Records of labeled points

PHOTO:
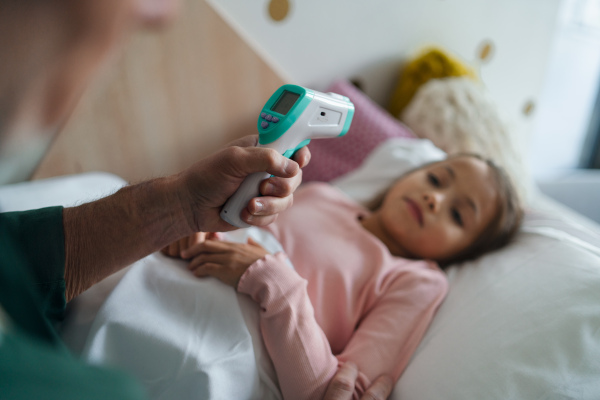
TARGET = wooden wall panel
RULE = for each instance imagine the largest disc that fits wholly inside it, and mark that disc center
(172, 98)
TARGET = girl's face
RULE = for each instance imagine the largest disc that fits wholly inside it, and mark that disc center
(437, 211)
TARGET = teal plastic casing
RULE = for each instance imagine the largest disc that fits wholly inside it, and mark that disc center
(275, 130)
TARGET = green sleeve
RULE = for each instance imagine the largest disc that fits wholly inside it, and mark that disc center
(34, 242)
(32, 370)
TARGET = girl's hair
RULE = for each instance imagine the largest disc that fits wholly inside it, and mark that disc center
(503, 226)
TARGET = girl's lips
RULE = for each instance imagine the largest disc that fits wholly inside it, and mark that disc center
(415, 210)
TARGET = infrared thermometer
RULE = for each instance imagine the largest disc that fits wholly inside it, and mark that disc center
(292, 116)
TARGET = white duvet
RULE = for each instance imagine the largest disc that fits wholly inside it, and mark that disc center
(180, 336)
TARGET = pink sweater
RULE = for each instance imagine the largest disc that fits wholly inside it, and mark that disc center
(348, 298)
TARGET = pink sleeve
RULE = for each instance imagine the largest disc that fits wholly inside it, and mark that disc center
(296, 343)
(389, 334)
(301, 354)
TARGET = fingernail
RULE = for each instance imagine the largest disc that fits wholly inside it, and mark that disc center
(269, 189)
(290, 166)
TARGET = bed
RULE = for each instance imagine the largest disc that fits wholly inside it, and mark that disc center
(519, 323)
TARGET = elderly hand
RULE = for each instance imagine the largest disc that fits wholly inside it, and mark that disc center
(207, 185)
(341, 386)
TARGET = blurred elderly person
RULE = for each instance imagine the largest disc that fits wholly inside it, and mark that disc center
(50, 50)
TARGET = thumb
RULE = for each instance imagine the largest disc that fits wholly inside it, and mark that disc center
(248, 160)
(254, 243)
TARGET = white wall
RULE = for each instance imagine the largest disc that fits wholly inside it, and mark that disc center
(321, 40)
(569, 93)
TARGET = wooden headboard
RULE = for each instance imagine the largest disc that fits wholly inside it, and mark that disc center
(172, 98)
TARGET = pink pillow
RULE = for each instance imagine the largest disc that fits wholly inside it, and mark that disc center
(371, 126)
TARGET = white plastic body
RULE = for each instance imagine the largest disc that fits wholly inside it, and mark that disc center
(310, 125)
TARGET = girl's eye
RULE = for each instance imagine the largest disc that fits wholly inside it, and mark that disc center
(456, 217)
(433, 180)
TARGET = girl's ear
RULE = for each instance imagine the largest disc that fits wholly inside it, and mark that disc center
(156, 13)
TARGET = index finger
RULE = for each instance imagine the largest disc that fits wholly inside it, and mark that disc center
(341, 386)
(302, 156)
(380, 389)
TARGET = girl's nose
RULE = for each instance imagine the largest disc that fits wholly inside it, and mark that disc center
(433, 201)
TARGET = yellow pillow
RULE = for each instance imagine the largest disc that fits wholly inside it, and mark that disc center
(431, 63)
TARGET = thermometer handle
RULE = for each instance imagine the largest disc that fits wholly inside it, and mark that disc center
(236, 203)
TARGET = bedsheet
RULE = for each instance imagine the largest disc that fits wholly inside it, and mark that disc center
(180, 336)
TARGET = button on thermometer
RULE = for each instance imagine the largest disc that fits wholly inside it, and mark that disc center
(292, 116)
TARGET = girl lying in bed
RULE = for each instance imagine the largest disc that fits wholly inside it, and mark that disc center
(366, 283)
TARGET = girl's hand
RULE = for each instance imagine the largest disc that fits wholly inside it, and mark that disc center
(176, 248)
(225, 261)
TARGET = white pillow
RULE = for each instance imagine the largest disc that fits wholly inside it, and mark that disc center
(519, 323)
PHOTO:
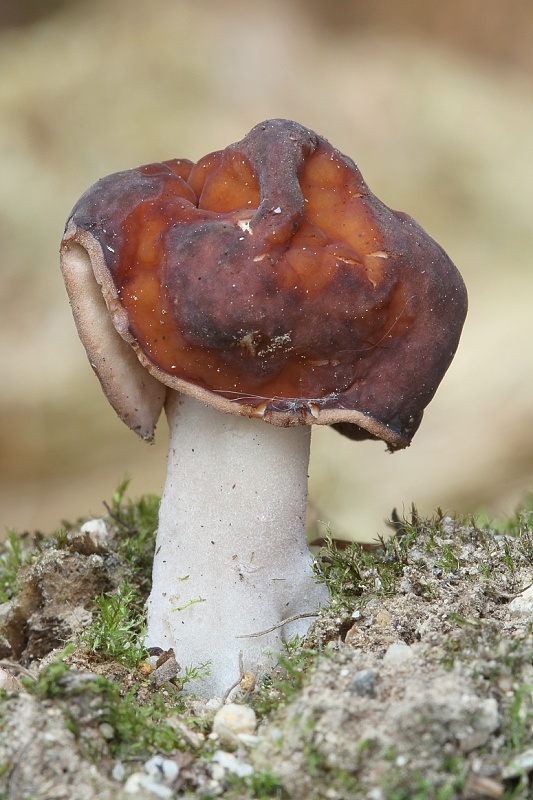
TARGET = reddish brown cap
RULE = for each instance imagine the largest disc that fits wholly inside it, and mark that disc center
(267, 280)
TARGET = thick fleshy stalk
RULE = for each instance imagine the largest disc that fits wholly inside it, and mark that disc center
(231, 554)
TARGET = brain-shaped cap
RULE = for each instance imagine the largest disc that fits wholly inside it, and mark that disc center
(267, 280)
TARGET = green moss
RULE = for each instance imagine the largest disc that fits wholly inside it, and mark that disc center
(117, 630)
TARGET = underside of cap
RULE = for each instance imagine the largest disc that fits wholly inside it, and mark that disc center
(136, 396)
(268, 281)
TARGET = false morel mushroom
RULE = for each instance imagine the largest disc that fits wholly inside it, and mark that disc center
(263, 284)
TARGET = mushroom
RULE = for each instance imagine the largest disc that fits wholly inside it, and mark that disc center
(251, 295)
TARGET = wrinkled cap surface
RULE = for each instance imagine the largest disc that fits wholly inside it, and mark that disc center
(267, 280)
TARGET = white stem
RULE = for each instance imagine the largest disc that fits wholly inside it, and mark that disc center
(231, 553)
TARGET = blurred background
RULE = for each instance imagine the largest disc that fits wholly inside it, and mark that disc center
(434, 101)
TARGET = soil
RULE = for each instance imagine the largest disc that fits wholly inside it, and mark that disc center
(416, 682)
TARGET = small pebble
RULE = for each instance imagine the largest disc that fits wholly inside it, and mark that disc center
(363, 683)
(398, 653)
(523, 604)
(232, 722)
(8, 682)
(230, 763)
(143, 785)
(106, 730)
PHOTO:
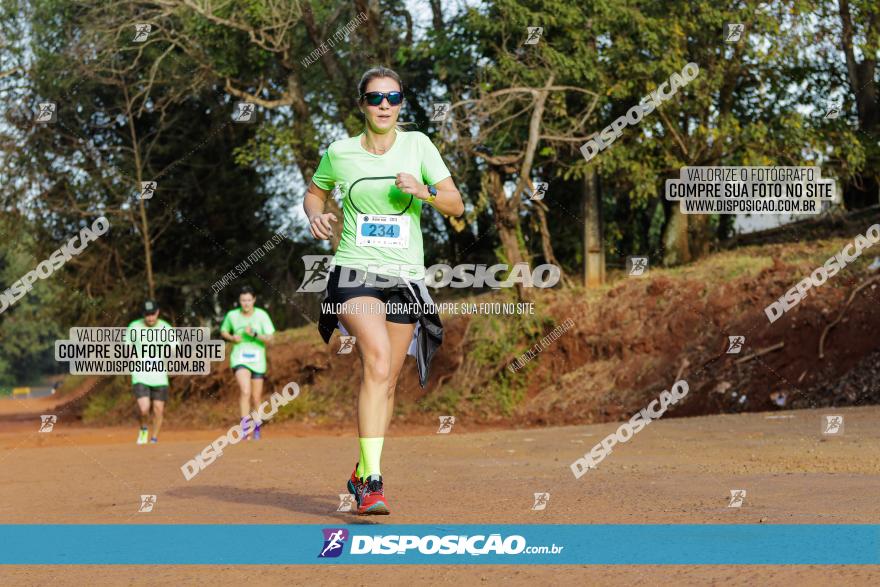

**Aim of the task:** Copy out the stretch of the records from the line containing "TARGET = underside of cap" through the end of the records, requests included, adjusting every coordinate in the answers by adding -116 to it. Leave the pictures out of your answer.

**In response:**
TARGET = underside of cap
RULE = for each instance imagine the largest disc that fits wholly inside it, and mark that disc center
(20, 280)
(152, 165)
TARGET = false morel mushroom
RULE = for each instance imagine the largest disc that fits wholly inside it, and mark that disc center
(147, 168)
TARGET = mushroom
RULE = for each instance imagine the largest disc that fits wholly inside it, and mark that disc center
(135, 179)
TARGET = wrinkled cap surface
RULE = for each instance imagine the largest disc that fits wholly inside it, and mark that disc center
(151, 164)
TARGET = white stem
RULE = for each instance imagine the largest disc that fits wholly inside it, and mark that disc center
(115, 437)
TARGET = blurred background
RULE = for each instance imagine the largest disc that fits wholly inside it, and mark that disc center
(318, -15)
TARGET = soil
RULE = for each instance imagine the largest disc that fits wholly inside it, and mark that disc center
(300, 566)
TARGET = small pebble
RULE = for each instance imagine the largest disc that fits wholly inside it, and mark that disc center
(247, 567)
(282, 537)
(407, 488)
(116, 606)
(-108, 566)
(114, 647)
(27, 669)
(-10, 614)
PHOTO:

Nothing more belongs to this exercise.